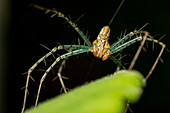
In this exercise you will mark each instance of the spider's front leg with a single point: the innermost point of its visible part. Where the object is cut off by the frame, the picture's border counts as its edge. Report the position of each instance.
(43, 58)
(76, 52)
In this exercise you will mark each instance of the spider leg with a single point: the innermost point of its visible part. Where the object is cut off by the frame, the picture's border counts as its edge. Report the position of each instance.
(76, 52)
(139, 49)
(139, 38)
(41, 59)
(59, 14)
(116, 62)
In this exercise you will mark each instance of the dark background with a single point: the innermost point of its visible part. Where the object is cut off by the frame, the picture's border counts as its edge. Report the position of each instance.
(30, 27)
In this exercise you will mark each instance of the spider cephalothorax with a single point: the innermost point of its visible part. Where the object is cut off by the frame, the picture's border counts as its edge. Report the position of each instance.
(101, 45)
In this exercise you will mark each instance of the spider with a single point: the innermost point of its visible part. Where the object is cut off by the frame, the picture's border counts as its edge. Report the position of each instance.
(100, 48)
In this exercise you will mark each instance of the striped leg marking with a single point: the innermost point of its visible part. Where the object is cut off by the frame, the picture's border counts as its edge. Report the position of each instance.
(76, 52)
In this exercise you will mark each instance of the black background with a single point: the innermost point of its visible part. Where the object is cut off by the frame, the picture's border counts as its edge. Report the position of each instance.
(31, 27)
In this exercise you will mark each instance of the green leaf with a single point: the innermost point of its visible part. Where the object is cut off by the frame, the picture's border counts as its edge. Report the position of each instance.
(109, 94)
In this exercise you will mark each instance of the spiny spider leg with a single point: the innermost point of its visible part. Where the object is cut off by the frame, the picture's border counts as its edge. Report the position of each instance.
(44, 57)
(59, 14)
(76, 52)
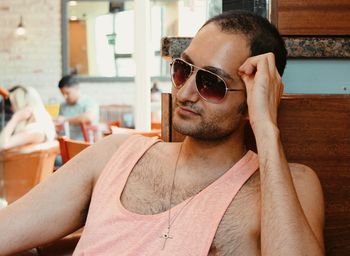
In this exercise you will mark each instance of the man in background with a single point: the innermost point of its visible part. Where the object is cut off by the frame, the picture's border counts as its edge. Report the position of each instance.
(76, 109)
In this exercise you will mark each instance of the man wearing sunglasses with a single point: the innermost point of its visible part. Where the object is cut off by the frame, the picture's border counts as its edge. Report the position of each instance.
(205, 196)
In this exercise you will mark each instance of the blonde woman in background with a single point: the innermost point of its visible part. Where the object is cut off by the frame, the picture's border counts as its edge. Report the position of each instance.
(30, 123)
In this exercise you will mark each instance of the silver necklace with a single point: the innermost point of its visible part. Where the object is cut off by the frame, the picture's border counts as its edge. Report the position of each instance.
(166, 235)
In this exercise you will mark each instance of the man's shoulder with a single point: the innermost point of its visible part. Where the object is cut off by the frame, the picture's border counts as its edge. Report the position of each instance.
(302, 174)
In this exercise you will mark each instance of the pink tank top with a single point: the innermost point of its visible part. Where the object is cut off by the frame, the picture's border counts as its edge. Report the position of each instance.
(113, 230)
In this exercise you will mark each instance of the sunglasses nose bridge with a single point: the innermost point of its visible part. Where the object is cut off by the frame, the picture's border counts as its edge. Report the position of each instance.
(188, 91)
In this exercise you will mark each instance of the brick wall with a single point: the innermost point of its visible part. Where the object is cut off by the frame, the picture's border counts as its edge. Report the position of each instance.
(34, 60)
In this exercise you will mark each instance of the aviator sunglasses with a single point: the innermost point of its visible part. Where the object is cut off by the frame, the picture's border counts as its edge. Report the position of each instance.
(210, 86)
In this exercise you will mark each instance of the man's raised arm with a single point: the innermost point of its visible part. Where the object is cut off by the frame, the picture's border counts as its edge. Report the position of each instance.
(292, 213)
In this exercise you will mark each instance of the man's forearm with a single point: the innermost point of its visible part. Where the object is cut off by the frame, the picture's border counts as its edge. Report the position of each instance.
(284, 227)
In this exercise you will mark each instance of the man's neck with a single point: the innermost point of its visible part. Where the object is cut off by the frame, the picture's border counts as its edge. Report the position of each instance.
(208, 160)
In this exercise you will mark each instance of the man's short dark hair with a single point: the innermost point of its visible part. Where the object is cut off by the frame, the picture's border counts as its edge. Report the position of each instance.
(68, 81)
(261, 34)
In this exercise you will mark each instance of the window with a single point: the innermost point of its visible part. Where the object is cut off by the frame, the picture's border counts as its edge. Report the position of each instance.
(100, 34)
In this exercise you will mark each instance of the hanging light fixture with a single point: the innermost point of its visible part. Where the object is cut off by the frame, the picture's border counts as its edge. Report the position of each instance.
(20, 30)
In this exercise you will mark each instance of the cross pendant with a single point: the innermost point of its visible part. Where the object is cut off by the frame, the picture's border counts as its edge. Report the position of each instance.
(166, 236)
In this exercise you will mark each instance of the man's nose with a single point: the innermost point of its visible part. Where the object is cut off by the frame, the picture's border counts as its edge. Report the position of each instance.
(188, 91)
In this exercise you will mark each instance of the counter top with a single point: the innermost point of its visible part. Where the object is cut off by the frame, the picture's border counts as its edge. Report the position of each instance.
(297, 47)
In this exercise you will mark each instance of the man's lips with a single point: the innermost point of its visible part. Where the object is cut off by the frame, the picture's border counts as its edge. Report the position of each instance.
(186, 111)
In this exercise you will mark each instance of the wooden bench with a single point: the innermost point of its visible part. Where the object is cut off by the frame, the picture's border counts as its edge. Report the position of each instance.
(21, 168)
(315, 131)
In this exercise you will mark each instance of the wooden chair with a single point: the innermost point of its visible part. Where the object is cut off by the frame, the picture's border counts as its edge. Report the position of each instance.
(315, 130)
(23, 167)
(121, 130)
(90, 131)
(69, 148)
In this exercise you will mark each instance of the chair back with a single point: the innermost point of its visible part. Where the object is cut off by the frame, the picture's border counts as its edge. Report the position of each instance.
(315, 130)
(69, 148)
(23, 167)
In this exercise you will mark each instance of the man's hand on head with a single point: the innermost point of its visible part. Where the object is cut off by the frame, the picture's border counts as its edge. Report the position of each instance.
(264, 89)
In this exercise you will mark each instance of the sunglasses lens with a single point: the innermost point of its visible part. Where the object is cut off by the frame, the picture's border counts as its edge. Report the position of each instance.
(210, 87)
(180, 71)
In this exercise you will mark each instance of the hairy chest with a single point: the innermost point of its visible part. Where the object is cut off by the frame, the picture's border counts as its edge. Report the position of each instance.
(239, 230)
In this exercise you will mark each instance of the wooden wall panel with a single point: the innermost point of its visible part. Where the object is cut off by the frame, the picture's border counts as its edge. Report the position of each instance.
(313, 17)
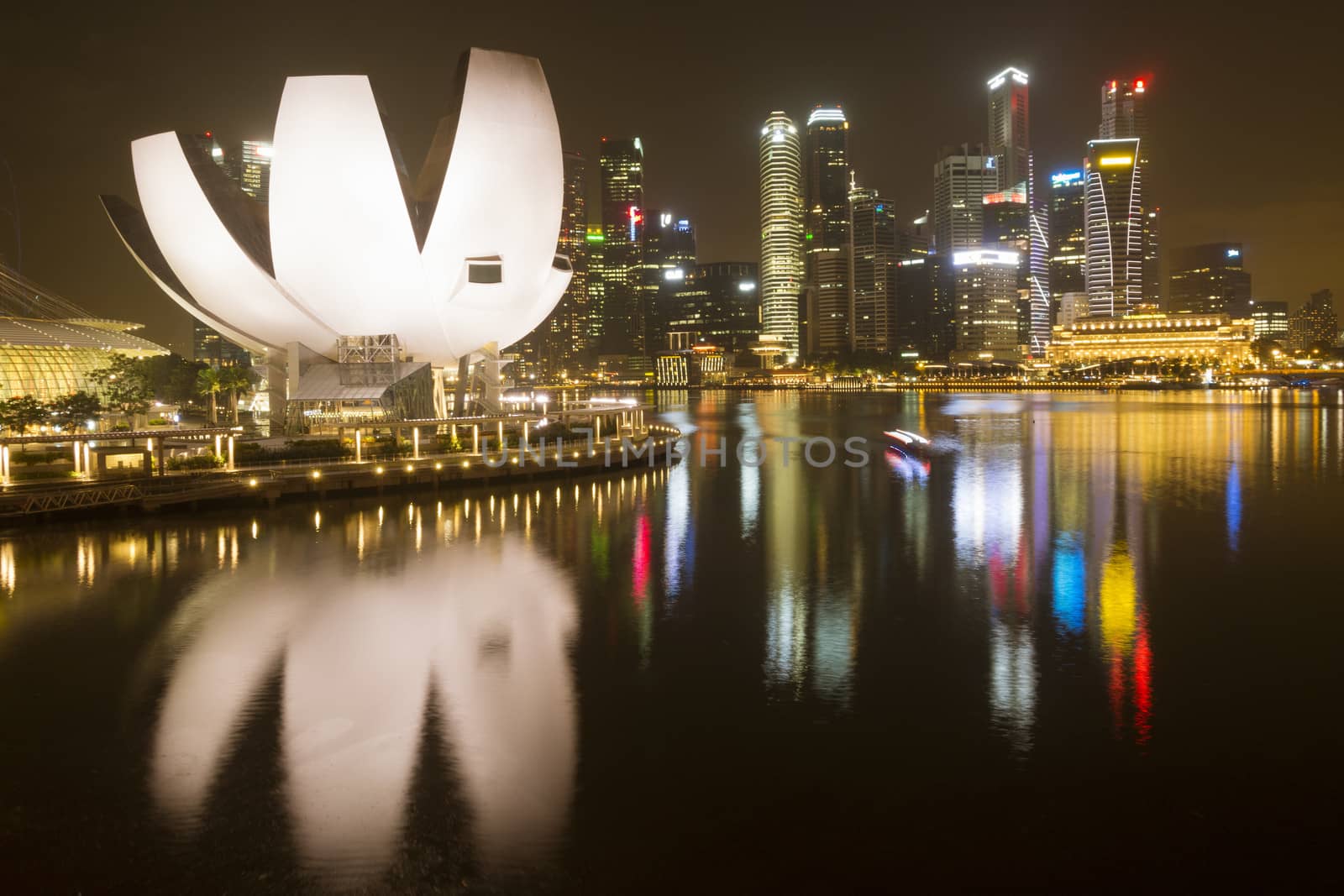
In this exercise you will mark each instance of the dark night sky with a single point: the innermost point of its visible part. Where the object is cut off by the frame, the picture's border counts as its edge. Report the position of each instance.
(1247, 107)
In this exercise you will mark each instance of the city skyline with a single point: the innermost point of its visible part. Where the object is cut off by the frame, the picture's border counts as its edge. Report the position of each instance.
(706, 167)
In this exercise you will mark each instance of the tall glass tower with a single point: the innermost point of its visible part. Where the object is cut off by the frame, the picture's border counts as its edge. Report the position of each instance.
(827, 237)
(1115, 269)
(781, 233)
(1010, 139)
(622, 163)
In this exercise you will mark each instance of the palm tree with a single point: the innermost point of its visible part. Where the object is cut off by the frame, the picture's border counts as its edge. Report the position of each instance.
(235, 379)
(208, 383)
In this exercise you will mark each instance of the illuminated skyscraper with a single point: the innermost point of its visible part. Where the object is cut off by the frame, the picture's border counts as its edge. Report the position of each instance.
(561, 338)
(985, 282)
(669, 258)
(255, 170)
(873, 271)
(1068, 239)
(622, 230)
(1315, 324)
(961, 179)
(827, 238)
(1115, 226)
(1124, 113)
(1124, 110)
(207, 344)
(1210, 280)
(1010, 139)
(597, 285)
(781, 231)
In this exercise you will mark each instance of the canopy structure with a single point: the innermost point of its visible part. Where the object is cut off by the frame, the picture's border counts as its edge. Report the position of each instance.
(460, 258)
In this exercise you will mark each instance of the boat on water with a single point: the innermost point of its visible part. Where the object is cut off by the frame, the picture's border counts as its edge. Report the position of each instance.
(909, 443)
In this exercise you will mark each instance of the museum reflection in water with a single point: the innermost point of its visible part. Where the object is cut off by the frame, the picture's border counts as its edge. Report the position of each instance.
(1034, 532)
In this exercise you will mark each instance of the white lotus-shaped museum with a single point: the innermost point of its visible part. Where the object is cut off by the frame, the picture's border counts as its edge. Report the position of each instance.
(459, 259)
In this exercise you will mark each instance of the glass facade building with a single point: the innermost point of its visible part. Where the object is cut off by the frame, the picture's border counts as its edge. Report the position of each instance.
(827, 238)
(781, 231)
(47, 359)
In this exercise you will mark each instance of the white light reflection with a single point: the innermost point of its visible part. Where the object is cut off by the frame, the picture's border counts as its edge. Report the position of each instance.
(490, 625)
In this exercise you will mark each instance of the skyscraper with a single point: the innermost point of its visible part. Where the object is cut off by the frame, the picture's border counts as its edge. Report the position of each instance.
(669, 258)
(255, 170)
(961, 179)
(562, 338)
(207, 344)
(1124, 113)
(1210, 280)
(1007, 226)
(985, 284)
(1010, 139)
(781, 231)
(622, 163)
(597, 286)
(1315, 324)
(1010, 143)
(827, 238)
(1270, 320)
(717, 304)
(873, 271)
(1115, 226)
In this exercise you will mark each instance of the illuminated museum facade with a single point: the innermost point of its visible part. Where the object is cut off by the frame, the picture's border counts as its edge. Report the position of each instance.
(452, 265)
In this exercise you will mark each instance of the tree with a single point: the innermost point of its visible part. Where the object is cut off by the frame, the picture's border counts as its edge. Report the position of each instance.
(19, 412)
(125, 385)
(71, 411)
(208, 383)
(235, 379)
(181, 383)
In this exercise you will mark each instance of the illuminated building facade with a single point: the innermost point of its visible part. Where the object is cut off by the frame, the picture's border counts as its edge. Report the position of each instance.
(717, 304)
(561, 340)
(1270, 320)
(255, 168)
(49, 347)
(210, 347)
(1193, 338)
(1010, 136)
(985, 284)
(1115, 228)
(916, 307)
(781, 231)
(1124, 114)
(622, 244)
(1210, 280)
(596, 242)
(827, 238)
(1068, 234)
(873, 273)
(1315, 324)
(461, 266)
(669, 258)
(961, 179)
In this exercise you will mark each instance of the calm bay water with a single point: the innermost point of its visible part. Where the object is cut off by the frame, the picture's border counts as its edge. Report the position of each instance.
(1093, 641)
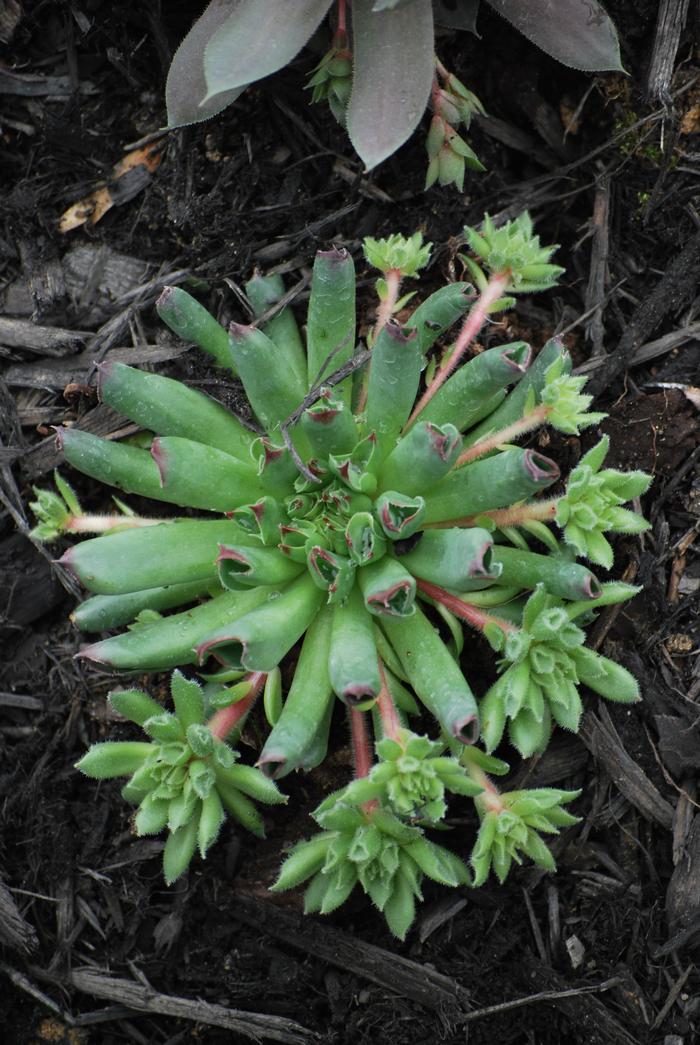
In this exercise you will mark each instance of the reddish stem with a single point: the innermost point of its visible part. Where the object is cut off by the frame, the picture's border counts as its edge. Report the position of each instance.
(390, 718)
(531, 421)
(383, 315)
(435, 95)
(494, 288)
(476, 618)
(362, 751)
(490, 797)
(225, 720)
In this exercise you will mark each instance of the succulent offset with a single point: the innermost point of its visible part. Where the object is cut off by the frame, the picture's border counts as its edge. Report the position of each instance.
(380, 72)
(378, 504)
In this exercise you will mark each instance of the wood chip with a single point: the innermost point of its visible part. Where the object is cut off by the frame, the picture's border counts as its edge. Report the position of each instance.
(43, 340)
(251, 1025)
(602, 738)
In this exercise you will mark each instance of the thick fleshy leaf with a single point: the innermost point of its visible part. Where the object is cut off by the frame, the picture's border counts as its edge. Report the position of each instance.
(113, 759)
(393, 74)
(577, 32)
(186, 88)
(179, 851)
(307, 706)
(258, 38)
☆ ☆ ☆
Each line from the one containing "In this exercise you will mark each instance of the reddish" through the end of the entries, both included, is to be returned exactly, with no other lines.

* **CORRECT RESULT**
In this exercise you will mark each instance of the reddish stem with a single point: the innermost point of its visible part. Where the object is cut off by the frame, the picture's border counts as its edge. Report the position of each instance.
(390, 718)
(531, 421)
(383, 315)
(435, 95)
(494, 288)
(476, 618)
(362, 751)
(490, 797)
(225, 720)
In this exercise you will mark each instance of the succulent offset with a single point: the innermost point of its visible part. Where the object is cut off by the frame, the picture's border counts as its edge. Report the position of each instance.
(380, 72)
(378, 504)
In this exercise you will mark each instance of the wood chip with a single point: the innermost point of its visible part. Where the object is cut off by the frame, the picture's border counts as its edge. Report the position of each instance.
(43, 340)
(251, 1025)
(602, 738)
In this exercise you will mark each instance of the thick fleshy leaf with a single point: the innermost point of its visible part. Where the object is cut off by the frame, the picture's border counts as its edge. Report the position of each instance.
(113, 759)
(393, 74)
(577, 32)
(186, 88)
(179, 851)
(307, 706)
(258, 38)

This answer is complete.